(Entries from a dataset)

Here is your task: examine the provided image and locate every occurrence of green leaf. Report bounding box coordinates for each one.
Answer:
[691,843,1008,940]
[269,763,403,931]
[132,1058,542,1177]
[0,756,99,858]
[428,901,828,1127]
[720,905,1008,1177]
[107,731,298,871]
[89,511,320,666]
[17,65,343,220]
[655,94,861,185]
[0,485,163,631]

EXERCISE. Rewrite the items, changing "green leaf" to "leaf cluster" and leaving everything else unchanged.

RESULT OF THE EXERCISE.
Here is your task: examine the provided image and locate every occurrence of leaf cluster. Report bounding box coordinates for each one.
Answer:
[691,843,1008,940]
[269,763,403,931]
[132,1058,542,1177]
[0,756,99,858]
[428,901,828,1127]
[720,905,1008,1177]
[107,731,298,871]
[89,511,320,666]
[17,65,343,220]
[655,94,861,185]
[0,485,163,631]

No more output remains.